Natural-language object grounding data:
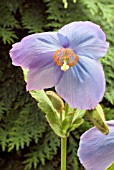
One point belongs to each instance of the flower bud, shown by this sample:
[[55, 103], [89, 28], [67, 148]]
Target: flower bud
[[56, 101], [98, 119]]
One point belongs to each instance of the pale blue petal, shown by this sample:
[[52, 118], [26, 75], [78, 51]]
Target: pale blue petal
[[96, 150], [86, 39], [42, 77], [34, 46], [83, 85]]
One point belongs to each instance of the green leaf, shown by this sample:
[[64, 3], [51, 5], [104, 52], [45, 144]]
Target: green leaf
[[98, 119], [47, 107], [111, 167], [76, 124], [78, 114], [56, 101], [66, 123]]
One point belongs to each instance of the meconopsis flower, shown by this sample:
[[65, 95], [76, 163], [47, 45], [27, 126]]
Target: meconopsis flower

◆ EXERCISE AIM: Print the line containing "Target: green leaf" and every line after it to the end of the records above, exactly as written, and nothing else.

◆ WORKED SOLUTION:
Target: green leaf
[[98, 119], [47, 107], [111, 167], [76, 124], [78, 114], [56, 101], [66, 123]]
One point belongs to each instance of the meconopsis flower, shown by this sample:
[[65, 95], [76, 163], [47, 45], [27, 126]]
Target: meconopsis flower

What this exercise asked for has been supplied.